Reproduce the records below exactly, leaving their images out.

#### EXTRACTED ENTRIES
----------

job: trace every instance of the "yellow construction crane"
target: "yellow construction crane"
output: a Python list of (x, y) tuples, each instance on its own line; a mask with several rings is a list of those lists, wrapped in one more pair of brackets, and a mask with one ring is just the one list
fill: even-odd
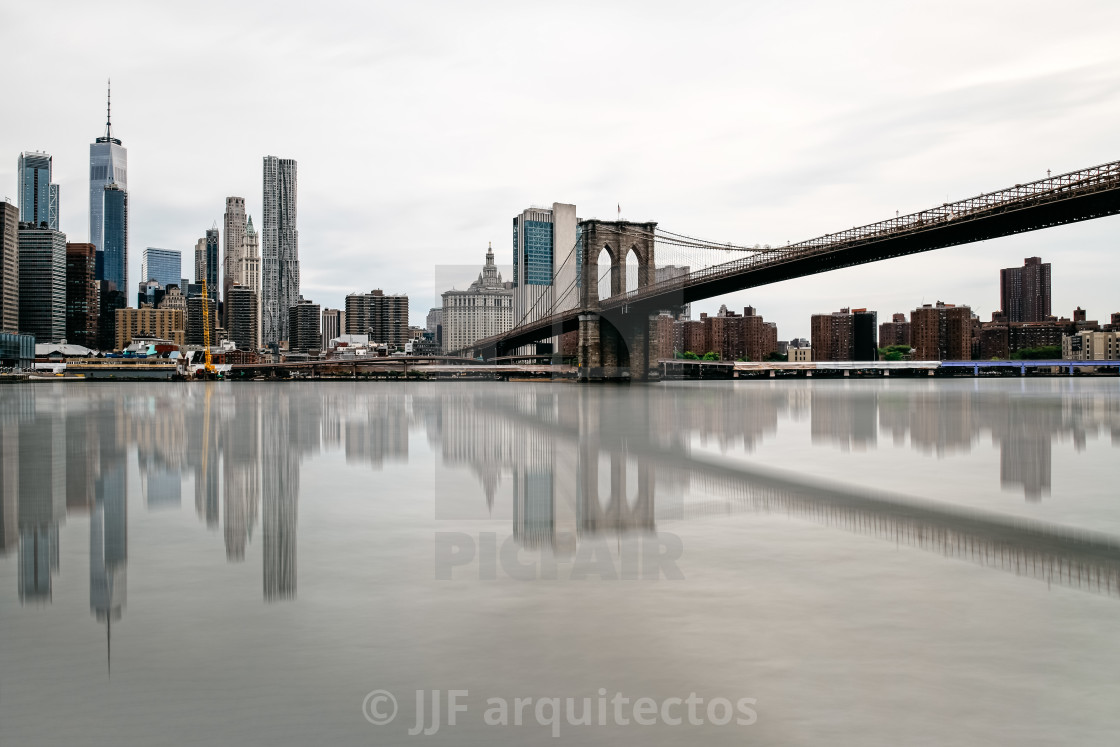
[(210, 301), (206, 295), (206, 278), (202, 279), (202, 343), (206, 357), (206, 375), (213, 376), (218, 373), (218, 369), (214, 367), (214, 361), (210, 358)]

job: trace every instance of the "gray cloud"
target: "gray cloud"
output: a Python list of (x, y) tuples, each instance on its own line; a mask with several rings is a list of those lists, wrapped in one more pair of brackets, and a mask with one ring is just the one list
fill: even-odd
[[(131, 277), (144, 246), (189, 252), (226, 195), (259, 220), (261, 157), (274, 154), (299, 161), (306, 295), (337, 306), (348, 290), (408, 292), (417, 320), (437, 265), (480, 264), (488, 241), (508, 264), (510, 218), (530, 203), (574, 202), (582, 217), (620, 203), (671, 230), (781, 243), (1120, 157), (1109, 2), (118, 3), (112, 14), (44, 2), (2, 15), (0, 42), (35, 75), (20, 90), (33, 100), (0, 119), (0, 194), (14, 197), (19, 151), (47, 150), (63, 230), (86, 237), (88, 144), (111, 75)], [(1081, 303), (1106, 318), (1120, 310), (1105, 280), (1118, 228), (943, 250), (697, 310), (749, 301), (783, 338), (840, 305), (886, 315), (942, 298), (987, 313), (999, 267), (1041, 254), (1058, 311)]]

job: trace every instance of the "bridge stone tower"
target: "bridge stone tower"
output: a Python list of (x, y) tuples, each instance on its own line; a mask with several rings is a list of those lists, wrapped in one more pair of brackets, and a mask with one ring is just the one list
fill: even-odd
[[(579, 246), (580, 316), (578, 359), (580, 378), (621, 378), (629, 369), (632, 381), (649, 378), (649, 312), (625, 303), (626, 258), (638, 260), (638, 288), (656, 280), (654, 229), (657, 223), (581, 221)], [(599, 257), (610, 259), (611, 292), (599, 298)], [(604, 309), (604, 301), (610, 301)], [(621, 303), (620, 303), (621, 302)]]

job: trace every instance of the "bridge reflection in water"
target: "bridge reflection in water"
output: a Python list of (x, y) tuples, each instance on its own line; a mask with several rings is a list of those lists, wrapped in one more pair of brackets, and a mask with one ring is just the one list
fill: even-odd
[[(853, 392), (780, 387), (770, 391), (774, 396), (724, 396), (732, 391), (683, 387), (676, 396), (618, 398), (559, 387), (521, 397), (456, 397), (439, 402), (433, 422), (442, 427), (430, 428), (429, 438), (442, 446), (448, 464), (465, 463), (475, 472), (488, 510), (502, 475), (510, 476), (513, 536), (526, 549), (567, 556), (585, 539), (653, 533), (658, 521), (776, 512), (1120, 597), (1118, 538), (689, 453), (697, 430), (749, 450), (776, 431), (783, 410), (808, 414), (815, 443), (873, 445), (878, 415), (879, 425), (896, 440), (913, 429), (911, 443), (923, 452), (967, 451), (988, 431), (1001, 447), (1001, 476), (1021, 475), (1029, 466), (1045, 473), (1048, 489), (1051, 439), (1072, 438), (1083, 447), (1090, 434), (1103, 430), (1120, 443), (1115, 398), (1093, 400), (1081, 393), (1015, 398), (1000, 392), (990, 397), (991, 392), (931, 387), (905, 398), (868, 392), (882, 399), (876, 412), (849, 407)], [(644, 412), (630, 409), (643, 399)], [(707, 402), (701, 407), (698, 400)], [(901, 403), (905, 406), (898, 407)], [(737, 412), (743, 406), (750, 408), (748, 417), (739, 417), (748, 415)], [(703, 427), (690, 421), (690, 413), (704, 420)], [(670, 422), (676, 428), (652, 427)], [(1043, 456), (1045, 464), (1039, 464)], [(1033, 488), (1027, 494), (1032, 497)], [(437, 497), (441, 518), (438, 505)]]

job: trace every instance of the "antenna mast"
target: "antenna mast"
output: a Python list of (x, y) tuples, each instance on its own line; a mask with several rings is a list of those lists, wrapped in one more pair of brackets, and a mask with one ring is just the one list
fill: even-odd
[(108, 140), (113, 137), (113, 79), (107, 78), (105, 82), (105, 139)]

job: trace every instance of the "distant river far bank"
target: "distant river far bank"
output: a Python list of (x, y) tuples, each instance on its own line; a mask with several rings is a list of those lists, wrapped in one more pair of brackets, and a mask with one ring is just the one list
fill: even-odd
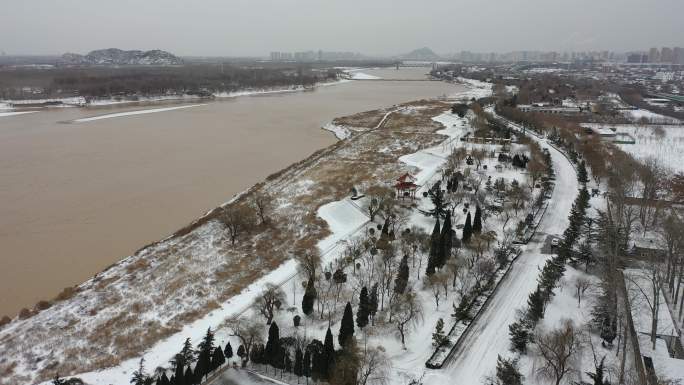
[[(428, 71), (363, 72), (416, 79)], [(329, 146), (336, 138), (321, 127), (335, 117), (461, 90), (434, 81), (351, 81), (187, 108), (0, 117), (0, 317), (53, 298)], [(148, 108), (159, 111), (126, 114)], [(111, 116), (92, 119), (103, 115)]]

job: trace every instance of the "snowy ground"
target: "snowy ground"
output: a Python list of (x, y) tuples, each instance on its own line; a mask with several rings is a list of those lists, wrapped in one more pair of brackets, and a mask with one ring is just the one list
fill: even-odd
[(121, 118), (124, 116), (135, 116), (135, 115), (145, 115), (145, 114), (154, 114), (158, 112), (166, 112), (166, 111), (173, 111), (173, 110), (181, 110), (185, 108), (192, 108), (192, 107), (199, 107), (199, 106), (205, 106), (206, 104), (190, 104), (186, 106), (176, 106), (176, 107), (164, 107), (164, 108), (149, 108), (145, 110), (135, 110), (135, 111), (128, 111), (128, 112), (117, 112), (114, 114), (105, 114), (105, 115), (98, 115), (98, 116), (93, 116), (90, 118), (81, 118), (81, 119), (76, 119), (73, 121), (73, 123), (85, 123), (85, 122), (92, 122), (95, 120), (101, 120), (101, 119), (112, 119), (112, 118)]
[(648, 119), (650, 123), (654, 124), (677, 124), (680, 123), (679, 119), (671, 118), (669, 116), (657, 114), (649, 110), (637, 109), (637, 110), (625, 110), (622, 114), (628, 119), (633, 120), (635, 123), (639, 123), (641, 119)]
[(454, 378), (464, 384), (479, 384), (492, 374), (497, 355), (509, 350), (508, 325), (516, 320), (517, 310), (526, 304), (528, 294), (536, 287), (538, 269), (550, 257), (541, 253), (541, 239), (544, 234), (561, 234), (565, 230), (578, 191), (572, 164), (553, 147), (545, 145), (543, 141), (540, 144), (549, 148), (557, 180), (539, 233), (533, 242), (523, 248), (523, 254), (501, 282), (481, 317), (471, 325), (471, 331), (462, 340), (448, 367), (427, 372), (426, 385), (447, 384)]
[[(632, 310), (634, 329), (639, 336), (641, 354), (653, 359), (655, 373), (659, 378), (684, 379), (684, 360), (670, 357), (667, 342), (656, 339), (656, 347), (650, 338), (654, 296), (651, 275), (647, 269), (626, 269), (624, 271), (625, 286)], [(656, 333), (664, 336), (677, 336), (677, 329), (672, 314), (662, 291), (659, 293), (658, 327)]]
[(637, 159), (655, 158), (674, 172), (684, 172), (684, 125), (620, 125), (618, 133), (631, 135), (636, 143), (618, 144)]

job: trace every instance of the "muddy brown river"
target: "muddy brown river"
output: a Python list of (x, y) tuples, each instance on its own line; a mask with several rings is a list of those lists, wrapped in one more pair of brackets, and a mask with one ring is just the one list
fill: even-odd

----------

#### ANSWER FOR THE TASK
job: trace every instance of the "yellow construction crane"
target: "yellow construction crane"
output: a Python list of (x, y) tuples, each instance on its own line; a mask with several rings is a list of those lists, wrapped in one more pair of brackets, and a mask with one ring is just the one list
fill: even-odd
[(210, 301), (206, 295), (206, 278), (202, 279), (202, 343), (206, 357), (206, 375), (213, 376), (218, 373), (218, 369), (214, 367), (214, 361), (210, 358)]

job: trace every instance of the "gray cloud"
target: "gray cloud"
output: a Python list of (x, y) tuples, each instance on its own line; a mask with several rings is a list of those lists, wrapped in one more pair of brackets, and a mask with one ring is just the one list
fill: even-odd
[[(131, 277), (144, 246), (189, 252), (226, 195), (259, 220), (261, 157), (274, 154), (299, 161), (306, 295), (337, 306), (348, 290), (408, 292), (417, 320), (437, 265), (480, 264), (488, 241), (508, 264), (510, 218), (530, 203), (574, 202), (582, 217), (620, 203), (671, 230), (781, 243), (1120, 157), (1109, 2), (118, 3), (112, 14), (44, 2), (2, 15), (0, 42), (35, 75), (20, 90), (33, 100), (0, 119), (0, 194), (14, 197), (19, 151), (47, 150), (63, 230), (86, 237), (88, 144), (111, 75)], [(1081, 303), (1106, 318), (1120, 310), (1105, 280), (1118, 228), (943, 250), (697, 310), (749, 301), (783, 338), (840, 305), (886, 315), (942, 298), (987, 313), (999, 267), (1041, 254), (1058, 311)]]

job: trace every instance of the "bridge stone tower"
target: "bridge stone tower"
output: a Python list of (x, y) tuples, each instance on its own line; a mask with several rings is a list of those lists, wrapped in one more pair of brackets, and a mask with one ring is just the one list
fill: even-odd
[[(579, 246), (580, 316), (578, 359), (580, 378), (621, 378), (629, 369), (632, 381), (649, 378), (649, 312), (625, 303), (626, 258), (638, 260), (638, 288), (656, 280), (654, 229), (657, 223), (581, 221)], [(599, 257), (610, 259), (611, 292), (599, 298)], [(604, 309), (604, 301), (610, 301)], [(621, 303), (620, 303), (621, 302)]]

job: trace every instance of the "bridge reflection in water"
target: "bridge reflection in water"
output: a Python list of (x, y) tuples, each instance on its own line; a mask with several rings is a list of those lists, wrapped in one more pair of brackets, and a mask with one ring is just the one list
fill: even-odd
[[(853, 392), (780, 387), (770, 391), (774, 396), (724, 396), (732, 391), (683, 387), (676, 396), (618, 398), (559, 387), (521, 397), (456, 397), (439, 402), (433, 422), (442, 427), (430, 428), (429, 438), (442, 446), (448, 464), (465, 463), (475, 472), (488, 510), (502, 475), (510, 476), (513, 536), (526, 549), (567, 556), (585, 539), (653, 533), (658, 521), (776, 512), (1120, 597), (1118, 538), (689, 453), (697, 430), (749, 450), (776, 431), (783, 410), (808, 414), (815, 443), (873, 445), (878, 415), (879, 425), (896, 440), (913, 429), (911, 443), (923, 452), (967, 451), (988, 431), (1001, 447), (1001, 476), (1021, 475), (1029, 466), (1045, 473), (1048, 489), (1051, 439), (1072, 438), (1083, 447), (1090, 434), (1103, 430), (1120, 443), (1115, 398), (1093, 400), (1081, 393), (1015, 398), (1000, 392), (990, 397), (991, 392), (931, 387), (905, 398), (868, 392), (882, 399), (876, 412), (849, 407)], [(644, 412), (630, 409), (643, 399)], [(707, 402), (701, 407), (698, 400)], [(901, 403), (905, 406), (898, 407)], [(737, 412), (743, 406), (750, 408), (748, 417), (739, 417), (748, 415)], [(703, 427), (690, 421), (690, 413), (704, 420)], [(670, 422), (676, 428), (652, 427)], [(1043, 456), (1045, 464), (1039, 464)], [(1033, 488), (1027, 494), (1032, 497)], [(437, 497), (441, 518), (438, 505)]]

job: trace every instance of the "antenna mast"
target: "antenna mast"
output: a Python list of (x, y) tuples, each instance on its own line; a mask with several rings is a list of those lists, wrapped in one more pair of brackets, and a mask with one ring is just the one list
fill: even-odd
[(108, 140), (113, 137), (113, 79), (107, 78), (105, 82), (105, 139)]

job: trace every instance of the "distant river far bank"
target: "distant river far bank"
output: a Python list of (x, y) tuples, each instance on its own line; a mask with several rings is a list of those lists, wrapped in one more pair of brackets, and a mask with one ring is just the one list
fill: even-odd
[[(428, 71), (363, 72), (416, 79)], [(329, 146), (336, 138), (321, 127), (335, 117), (461, 90), (434, 81), (351, 81), (187, 108), (0, 117), (0, 317), (53, 298)], [(148, 108), (159, 111), (126, 114)], [(111, 116), (92, 119), (103, 115)]]

job: trace every instance of the "snowy ground"
target: "snowy ground"
output: a Python list of (x, y) tuples, each instance on its own line; a mask with several rings is a list of those lists, wrapped in one more pair of brackets, and a mask with one ring is just the one list
fill: even-odd
[(121, 118), (124, 116), (135, 116), (135, 115), (145, 115), (145, 114), (154, 114), (158, 112), (166, 112), (166, 111), (173, 111), (173, 110), (181, 110), (185, 108), (192, 108), (192, 107), (199, 107), (199, 106), (205, 106), (206, 104), (190, 104), (186, 106), (176, 106), (176, 107), (164, 107), (164, 108), (149, 108), (145, 110), (135, 110), (135, 111), (128, 111), (128, 112), (117, 112), (114, 114), (105, 114), (105, 115), (98, 115), (98, 116), (93, 116), (90, 118), (81, 118), (81, 119), (76, 119), (73, 121), (73, 123), (85, 123), (85, 122), (92, 122), (95, 120), (101, 120), (101, 119), (112, 119), (112, 118)]
[(648, 119), (650, 123), (654, 124), (677, 124), (680, 123), (679, 119), (671, 118), (669, 116), (657, 114), (649, 110), (637, 109), (637, 110), (625, 110), (622, 114), (628, 119), (633, 120), (635, 123), (639, 123), (641, 119)]
[(454, 378), (464, 384), (479, 384), (492, 374), (497, 355), (509, 350), (508, 325), (516, 320), (517, 310), (526, 304), (528, 294), (536, 287), (538, 269), (550, 257), (541, 253), (541, 239), (544, 234), (561, 234), (565, 230), (578, 191), (572, 164), (553, 147), (545, 145), (543, 141), (540, 144), (549, 148), (557, 180), (539, 233), (533, 242), (523, 248), (523, 254), (501, 282), (481, 317), (471, 325), (471, 331), (462, 340), (448, 367), (427, 372), (426, 385), (447, 384)]
[[(632, 310), (634, 329), (639, 336), (641, 354), (653, 359), (655, 373), (659, 378), (684, 379), (684, 360), (670, 357), (667, 342), (656, 339), (656, 347), (650, 338), (654, 296), (651, 275), (647, 269), (626, 269), (624, 271), (625, 286)], [(656, 333), (664, 336), (677, 336), (677, 329), (672, 314), (662, 291), (659, 293), (658, 327)]]
[(637, 159), (655, 158), (674, 172), (684, 172), (684, 125), (620, 125), (618, 133), (631, 135), (636, 143), (618, 144)]

job: trace every instance of the "muddy brown river"
target: "muddy brown river"
output: a Python list of (x, y) tuples, each instance on its own line; a mask with several rings is a list of those lists, wrapped in one more pair of brackets, and a mask with one ring is just the one list
fill: even-odd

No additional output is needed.